##### Data to process

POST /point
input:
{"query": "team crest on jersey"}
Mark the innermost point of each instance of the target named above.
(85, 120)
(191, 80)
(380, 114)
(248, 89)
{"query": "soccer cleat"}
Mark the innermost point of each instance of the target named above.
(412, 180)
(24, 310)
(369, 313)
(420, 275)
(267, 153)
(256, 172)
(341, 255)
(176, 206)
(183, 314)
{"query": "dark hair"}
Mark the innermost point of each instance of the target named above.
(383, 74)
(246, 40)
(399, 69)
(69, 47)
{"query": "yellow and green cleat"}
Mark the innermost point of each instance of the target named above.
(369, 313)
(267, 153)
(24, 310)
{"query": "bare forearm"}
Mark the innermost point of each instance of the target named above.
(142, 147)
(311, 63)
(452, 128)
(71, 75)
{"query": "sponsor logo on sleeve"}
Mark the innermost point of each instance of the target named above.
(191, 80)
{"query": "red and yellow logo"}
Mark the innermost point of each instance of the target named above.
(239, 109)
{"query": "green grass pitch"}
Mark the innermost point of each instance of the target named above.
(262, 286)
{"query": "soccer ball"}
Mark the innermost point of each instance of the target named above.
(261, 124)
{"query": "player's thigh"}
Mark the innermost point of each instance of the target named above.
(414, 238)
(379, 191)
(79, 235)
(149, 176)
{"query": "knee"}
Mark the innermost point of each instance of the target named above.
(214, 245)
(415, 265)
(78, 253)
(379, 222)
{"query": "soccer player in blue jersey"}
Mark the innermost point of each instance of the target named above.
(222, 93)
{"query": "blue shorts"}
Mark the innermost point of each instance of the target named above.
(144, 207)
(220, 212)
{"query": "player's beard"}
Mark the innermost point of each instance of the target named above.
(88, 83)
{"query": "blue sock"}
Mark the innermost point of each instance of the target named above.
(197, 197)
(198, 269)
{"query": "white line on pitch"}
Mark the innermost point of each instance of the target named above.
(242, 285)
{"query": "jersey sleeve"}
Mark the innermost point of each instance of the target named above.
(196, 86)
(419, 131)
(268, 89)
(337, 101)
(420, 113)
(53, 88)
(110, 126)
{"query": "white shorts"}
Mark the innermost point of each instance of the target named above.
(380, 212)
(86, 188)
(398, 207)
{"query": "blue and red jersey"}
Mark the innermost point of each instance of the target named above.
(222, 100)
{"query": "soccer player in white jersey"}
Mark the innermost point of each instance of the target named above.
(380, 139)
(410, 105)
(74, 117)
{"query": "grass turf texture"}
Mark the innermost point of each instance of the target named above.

##########

**What is asked:** Working from the material above, retype it in its entirety without change.

**Correct output:**
POST /point
input:
{"query": "team crest on jersey"}
Mark the innermost point of each instance of the target named above.
(85, 120)
(191, 80)
(380, 114)
(248, 89)
{"query": "soccer cleat"}
Mark the innermost point of each instance of the target named above.
(412, 180)
(24, 310)
(369, 313)
(420, 275)
(267, 153)
(256, 172)
(341, 255)
(176, 206)
(183, 314)
{"query": "dark hair"}
Mark the innermost point of each instance of the target named above.
(383, 74)
(246, 40)
(399, 69)
(69, 47)
{"query": "yellow and green cleat"}
Mark the innermost point of each instance of the target named above.
(369, 313)
(267, 153)
(24, 310)
{"query": "bare forearm"}
Mark the innermost point of each instance of the target named above.
(142, 147)
(311, 63)
(452, 128)
(71, 75)
{"query": "sponsor logo on sleeve"}
Mark the innermost point of each instance of the target named above.
(191, 80)
{"query": "red and yellow logo"}
Mark the innermost point of each instance of the target named above.
(239, 109)
{"query": "green grass pitch"}
Mark the innermost point of each instance of the target named above.
(262, 286)
{"query": "soccer ball"}
Mark the innermost point of each instance of the target named above.
(261, 124)
{"query": "player's thigh"}
Mark the innermost point of each instance of the target named above.
(414, 238)
(379, 191)
(79, 235)
(149, 176)
{"query": "knee"}
Mark the innermost point of each instance of the target named above.
(214, 245)
(415, 265)
(78, 253)
(379, 222)
{"query": "soccer player in blue jersey"}
Mark the innermost point of each instance of the target named above.
(222, 93)
{"query": "blue shorts"}
Mark the innermost point of each instance of the target named above.
(144, 207)
(220, 212)
{"query": "player's beard"}
Mark the innermost point of each instance of the target named above.
(88, 83)
{"query": "blue sock"}
Mark the innermost point of each instance of the target named above.
(197, 197)
(198, 269)
{"query": "white line on pitch"}
Mark the innermost point of each instance of the target named above.
(242, 285)
{"query": "jersey sleeve"}
Mark the innermost point of each instance of the target named above.
(196, 86)
(419, 131)
(268, 89)
(337, 101)
(420, 113)
(53, 88)
(110, 126)
{"query": "white shorts"}
Mark the innermost point of each instance of the target named above.
(380, 212)
(86, 188)
(398, 207)
{"query": "blue and red jersey"}
Mark the innermost point of each instance of the target named above.
(222, 100)
{"query": "soccer player in white jersey"}
Mark the innermost point of each instance of the target named above.
(380, 139)
(410, 105)
(74, 117)
{"query": "grass turf texture"}
Mark the innermost point of each instance of the target named above.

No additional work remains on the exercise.